— START OF GIVEN INFORMATION —

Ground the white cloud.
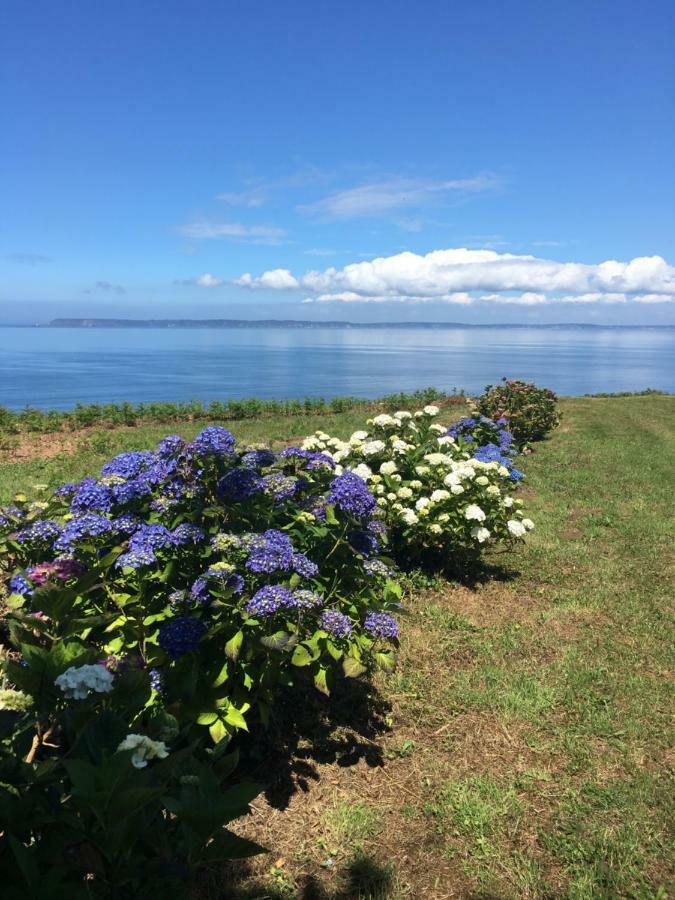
[298,175,500,223]
[233,269,300,291]
[178,220,286,244]
[216,187,267,208]
[235,248,675,305]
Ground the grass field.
[0,396,675,900]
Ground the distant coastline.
[14,318,675,329]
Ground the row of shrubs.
[0,388,464,434]
[0,385,560,900]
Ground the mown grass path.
[0,396,675,900]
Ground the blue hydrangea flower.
[115,547,157,569]
[363,559,396,578]
[54,513,114,551]
[217,468,263,502]
[157,616,208,659]
[9,573,33,597]
[363,613,398,639]
[291,553,319,578]
[101,450,155,480]
[293,588,323,609]
[327,472,375,517]
[157,434,185,459]
[320,609,354,638]
[129,525,173,551]
[245,584,295,617]
[188,425,236,456]
[70,478,113,513]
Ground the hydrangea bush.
[476,378,560,447]
[303,406,534,567]
[0,426,401,896]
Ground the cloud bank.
[233,248,675,306]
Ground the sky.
[0,0,675,325]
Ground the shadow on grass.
[209,853,394,900]
[239,670,391,809]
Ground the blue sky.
[0,0,675,324]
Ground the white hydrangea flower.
[117,734,169,769]
[373,413,400,428]
[54,663,113,700]
[464,503,485,522]
[506,519,527,537]
[424,453,452,466]
[360,441,386,456]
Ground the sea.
[0,325,675,410]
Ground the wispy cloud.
[174,272,225,288]
[178,219,286,244]
[84,281,126,294]
[235,248,675,305]
[298,174,501,219]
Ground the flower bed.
[0,426,400,896]
[303,406,534,567]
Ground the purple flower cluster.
[187,425,236,457]
[363,613,398,640]
[321,609,354,638]
[157,616,208,659]
[54,513,114,552]
[328,472,375,518]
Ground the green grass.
[0,395,675,900]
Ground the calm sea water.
[0,327,675,409]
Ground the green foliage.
[0,388,463,434]
[476,378,560,447]
[0,428,401,898]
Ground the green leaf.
[342,656,366,678]
[375,650,396,673]
[291,644,314,666]
[225,629,244,661]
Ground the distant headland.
[36,318,656,329]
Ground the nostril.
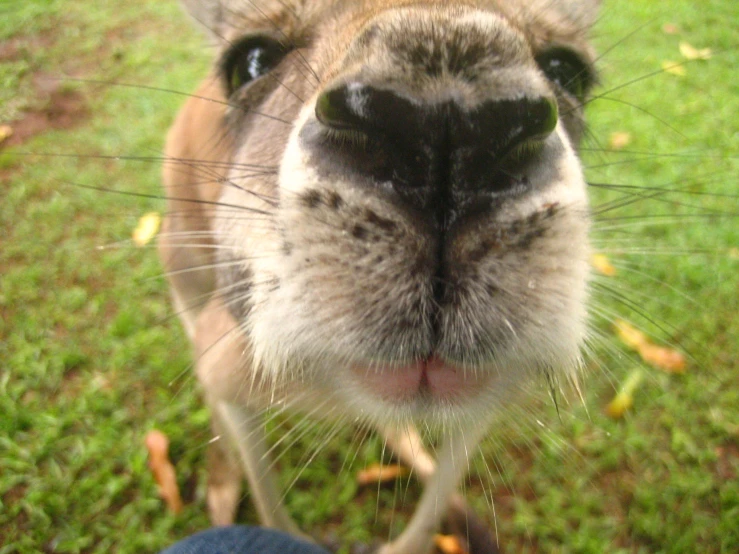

— END OF GIVEN INFORMATION —

● WRITTEN PROBLEM
Format every line of the items above as a numbered list, omitting blank lines and the pictures.

● FINISHED EXERCISE
1. Ground the white cloud.
2. [298,175,500,223]
3. [233,269,300,291]
4. [178,220,286,244]
5. [216,187,267,208]
6. [235,248,675,305]
7. Ground the grass field.
8. [0,396,675,900]
9. Ground the distant coastline.
10. [14,318,675,329]
11. Ground the row of shrubs.
12. [0,388,464,434]
13. [0,385,560,900]
14. Ground the mown grass path.
15. [0,396,675,900]
16. Ground the blue hydrangea flower.
17. [115,547,157,569]
18. [363,559,396,578]
19. [54,513,114,551]
20. [217,468,263,502]
21. [157,616,208,659]
22. [9,573,33,597]
23. [363,613,398,639]
24. [291,553,319,578]
25. [101,450,155,480]
26. [293,588,323,609]
27. [327,472,375,517]
28. [157,434,185,459]
29. [320,609,354,638]
30. [129,525,173,551]
31. [245,584,295,617]
32. [188,425,236,456]
33. [70,478,113,513]
34. Ground the hydrangea bush.
35. [476,378,560,447]
36. [303,406,534,567]
37. [0,426,401,896]
38. Ground the cloud bank.
39. [233,248,675,306]
40. Ground the sky.
41. [0,0,675,325]
42. Ground the shadow on grass.
43. [209,853,394,900]
44. [239,670,391,809]
45. Ground the blue sky.
46. [0,0,675,324]
47. Ground the white hydrangea flower.
48. [117,734,169,769]
49. [373,413,400,428]
50. [54,663,113,700]
51. [464,503,485,522]
52. [506,519,527,537]
53. [424,453,452,466]
54. [360,441,386,456]
55. Ground the sea.
56. [0,325,675,410]
57. Ground the wispy cloud.
58. [174,272,225,288]
59. [178,219,286,244]
60. [84,281,126,294]
61. [235,248,675,305]
62. [298,174,501,219]
63. Ground the flower bed.
64. [0,426,400,896]
65. [303,406,534,567]
66. Ground the purple flower cluster.
67. [187,425,236,457]
68. [363,613,398,640]
69. [321,609,354,638]
70. [157,616,208,659]
71. [54,513,114,552]
72. [328,472,375,518]
73. Ground the green grass.
74. [0,395,675,900]
75. Ground the calm sea water.
76. [0,327,675,409]
77. Ground the green foliage.
78. [0,388,463,434]
79. [476,378,560,447]
80. [0,428,401,898]
81. Ground the green leaf.
82. [342,656,366,678]
83. [375,650,396,673]
84. [291,644,314,666]
85. [225,629,244,661]
86. Ground the distant headland.
87. [36,318,656,329]
88. Ground the nostril.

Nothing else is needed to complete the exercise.